--- Problem ---
Write out each of the entries below word for word.

--- Entries ---
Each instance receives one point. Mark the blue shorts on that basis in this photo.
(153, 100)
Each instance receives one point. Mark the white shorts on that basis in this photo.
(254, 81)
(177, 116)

--- Answer to this exercise ---
Each instance receives one point. Mark the blue shorts on that basis in this photo.
(153, 100)
Each instance receives one point. Mark the white shorts on that basis in this photo.
(254, 81)
(177, 116)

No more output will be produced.